• [PROBLEMS TO WORK ON]
**1.** Please transcribe a passage of the Toronto neighbourhoods notebook, beginning at the words "The data will" and stopping after the words "dfs = pd.read_html(URL)".
**2.** Write the next part of the Toronto neighbourhoods notebook, picking up right after its final line.

• [SOURCE EXTRACT]
* * * *

# Segmenting and Clustering Neighbourhoods in Torongo

A Coursera Data Science Capstone Assignment

In [2]:
#import necessary modules
import pandas as pd
import numpy as np

## 1. Web Scraping for Toronto Neighbourhood Data Set

The data will be scraped from wikipedia at https://en.wikipedia.org/wiki/List_of_postal_codes_of_Canada:_M

In [3]:
#install needed packages
!pip install lxml html5lib beautifulsoup4



In [56]:
URL = 'https://en.wikipedia.org/wiki/List_of_postal_codes_of_Canada:_M'
dfs = pd.read_html(URL)

In [25]:
print('There are {} tables on the page'.format(len(dfs))) #this show that there are 

There are 3 tables on the page


In [57]:
df = dfs[0] #Inspection shows that our table of interest is the first
df.head()

Unnamed: 0,Postal Code,Borough,Neighbourhood
0,M1A,Not assigned,Not assigned
1,M2A,Not assigned,Not assigned
2,M3A,North York,Parkwoods
3,M4A,North York,Victoria Village
4,M5A,Downtown Toronto,"Regent Park, Harbourfront"


#### Renaming column Postal Code to PostalCode

In [58]:
df.rename(columns={'Postal Code':'PostalCode'},inplace=True)
df.head()

Unnamed: 0,PostalCode,Borough,Neighbourhood
0,M1A,Not assigned,Not assigned
1,M2A,Not assigned,Not assigned
2,M3A,North York,Parkwoods
3,M4A,North York,Victoria Village
4,M5A,Downtown Toronto,"Regent Park, Harbourfront"


#### Only process the cells that have an assigned borough. Ignore cells with a borough that is Not assigned.

* * * *

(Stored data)

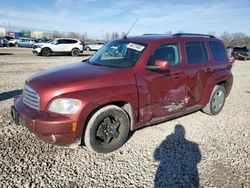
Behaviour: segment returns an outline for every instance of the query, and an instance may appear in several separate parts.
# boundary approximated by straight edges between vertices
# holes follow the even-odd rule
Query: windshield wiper
[[[93,62],[93,63],[90,63],[88,62],[90,65],[96,65],[96,66],[100,66],[100,67],[103,67],[104,65],[103,64],[100,64],[100,63],[96,63],[96,62]]]

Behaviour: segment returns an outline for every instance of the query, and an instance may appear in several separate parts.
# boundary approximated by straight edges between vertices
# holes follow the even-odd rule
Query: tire
[[[129,125],[129,117],[124,110],[115,105],[105,106],[90,118],[84,143],[98,153],[112,152],[126,142]]]
[[[80,54],[80,50],[78,48],[74,48],[73,50],[71,50],[72,56],[79,56],[79,54]]]
[[[226,99],[226,89],[221,85],[216,85],[213,89],[212,95],[208,104],[202,111],[209,115],[217,115],[222,110]]]
[[[42,49],[41,55],[42,55],[42,56],[45,56],[45,57],[50,56],[50,49],[49,49],[49,48],[44,48],[44,49]]]

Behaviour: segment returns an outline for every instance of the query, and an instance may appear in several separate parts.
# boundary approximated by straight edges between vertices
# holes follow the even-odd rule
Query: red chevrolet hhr
[[[107,153],[142,126],[197,110],[218,114],[231,67],[211,35],[124,37],[83,62],[29,78],[11,114],[45,142]]]

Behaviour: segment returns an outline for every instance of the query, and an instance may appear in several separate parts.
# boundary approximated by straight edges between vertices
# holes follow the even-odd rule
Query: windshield
[[[133,67],[145,50],[145,44],[124,40],[111,41],[90,59],[89,64],[108,67]]]

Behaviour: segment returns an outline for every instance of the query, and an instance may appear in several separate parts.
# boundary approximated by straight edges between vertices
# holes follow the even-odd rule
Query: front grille
[[[40,109],[40,97],[39,95],[29,86],[25,85],[23,88],[23,103],[28,107],[35,110]]]

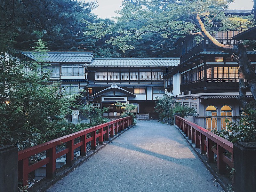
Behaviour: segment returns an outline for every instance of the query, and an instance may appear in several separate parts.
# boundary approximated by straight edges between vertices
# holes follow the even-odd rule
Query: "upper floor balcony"
[[[236,44],[243,43],[242,41],[236,41],[234,39],[217,39],[220,43],[224,44]],[[180,54],[180,63],[193,57],[195,55],[203,52],[220,51],[214,47],[207,40],[204,39],[194,46],[190,46],[186,44],[182,46]]]

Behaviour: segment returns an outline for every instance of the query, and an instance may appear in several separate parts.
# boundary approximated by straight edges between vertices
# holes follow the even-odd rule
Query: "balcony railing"
[[[51,73],[50,74],[50,77],[52,78],[59,78],[60,73]]]
[[[243,43],[243,41],[237,41],[234,39],[217,39],[217,41],[224,44],[235,44]],[[205,50],[206,51],[220,51],[205,39],[201,41],[192,49],[187,52],[180,56],[180,63],[181,63],[196,53]]]
[[[205,82],[206,81],[206,82]],[[245,85],[248,85],[247,80],[244,79]],[[238,78],[205,78],[180,85],[180,90],[183,92],[194,90],[195,89],[204,90],[211,88],[235,89],[239,88]]]
[[[84,76],[85,73],[60,73],[60,76]]]

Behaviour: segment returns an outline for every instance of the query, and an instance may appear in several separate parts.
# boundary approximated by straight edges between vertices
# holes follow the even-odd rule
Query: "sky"
[[[97,0],[99,6],[92,12],[100,18],[111,18],[117,16],[115,11],[120,10],[123,0]],[[229,5],[229,9],[251,10],[253,5],[252,0],[235,0]]]

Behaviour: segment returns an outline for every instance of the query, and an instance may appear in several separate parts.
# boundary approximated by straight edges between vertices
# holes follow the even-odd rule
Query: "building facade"
[[[163,77],[180,62],[175,58],[95,58],[92,52],[22,54],[44,60],[43,71],[50,73],[49,83],[60,83],[62,94],[79,92],[83,96],[79,103],[109,108],[103,116],[110,118],[119,117],[124,110],[115,105],[117,101],[137,106],[134,114],[158,118],[155,98],[165,93]]]
[[[242,42],[232,38],[238,33],[220,31],[215,37],[223,44],[236,44]],[[164,76],[165,89],[183,106],[195,108],[195,123],[210,131],[226,129],[225,119],[238,120],[242,110],[236,99],[239,90],[237,63],[230,54],[219,51],[206,40],[196,44],[193,36],[188,36],[179,41],[180,64]],[[255,68],[256,52],[247,54]],[[248,93],[247,97],[250,100],[252,96]]]

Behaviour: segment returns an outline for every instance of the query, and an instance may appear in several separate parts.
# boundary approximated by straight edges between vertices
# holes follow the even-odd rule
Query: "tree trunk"
[[[254,1],[254,4],[255,3]],[[250,89],[254,100],[256,100],[256,74],[252,65],[248,60],[245,48],[242,44],[239,44],[237,45],[225,45],[220,43],[208,33],[199,15],[195,17],[193,20],[201,29],[204,38],[217,49],[231,54],[237,62],[239,67],[238,72],[239,90],[239,96],[237,99],[242,107],[244,108],[248,104],[245,100],[245,94],[246,92],[250,91]],[[244,78],[248,82],[249,87],[245,86],[244,75]]]

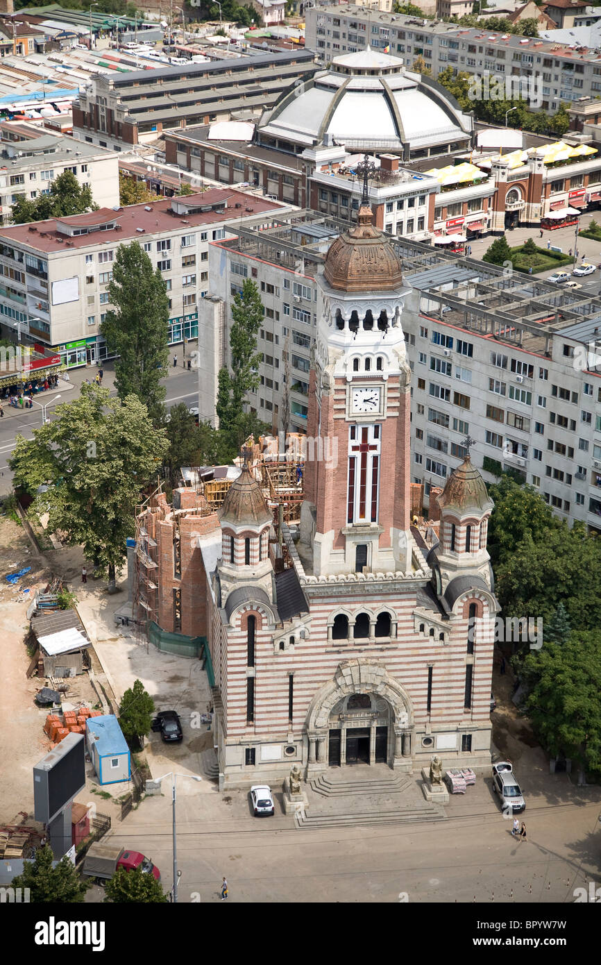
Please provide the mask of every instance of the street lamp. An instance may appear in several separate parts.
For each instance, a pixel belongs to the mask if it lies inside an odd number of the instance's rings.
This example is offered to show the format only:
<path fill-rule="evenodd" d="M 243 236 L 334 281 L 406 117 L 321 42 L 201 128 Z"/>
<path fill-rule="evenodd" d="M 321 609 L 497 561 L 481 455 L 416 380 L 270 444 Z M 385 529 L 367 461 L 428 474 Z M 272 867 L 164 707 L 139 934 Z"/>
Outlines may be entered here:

* * * *

• [ANSWER SET]
**1.**
The data will be scraped from wikipedia at https://en.wikipedia.org/wiki/List_of_postal_codes_of_Canada:_M

In [3]:
#install needed packages
!pip install lxml html5lib beautifulsoup4



In [56]:
URL = 'https://en.wikipedia.org/wiki/List_of_postal_codes_of_Canada:_M'
dfs = pd.read_html(URL)

**2.**
In [59]:
df.drop(df[df.Borough=='Not assigned'].index,inplace=True)
df.index = range(len(df))
df.head()

Unnamed: 0,PostalCode,Borough,Neighbourhood
0,M3A,North York,Parkwoods
1,M4A,North York,Victoria Village
2,M5A,Downtown Toronto,"Regent Park, Harbourfront"
3,M6A,North York,"Lawrence Manor, Lawrence Heights"
4,M7A,Downtown Toronto,"Queen's Park, Ontario Provincial Government"


#### More than one neighborhood can exist in one postal code area. For example, in the table on the Wikipedia page, you will notice that M5A is listed twice and has two neighborhoods: Harbourfront and Regent Park.  These two rows will be combined into one row with the neighborhoods separated with a comma as shown in row 11  in the above table.

In [67]:
df.head()

Unnamed: 0,PostalCode,Borough,Neighbourhood
0,M3A,North York,Parkwoods
1,M4A,North York,Victoria Village
2,M5A,Downtown Toronto,"Regent Park, Harbourfront"
3,M6A,North York,"Lawrence Manor, Lawrence Heights"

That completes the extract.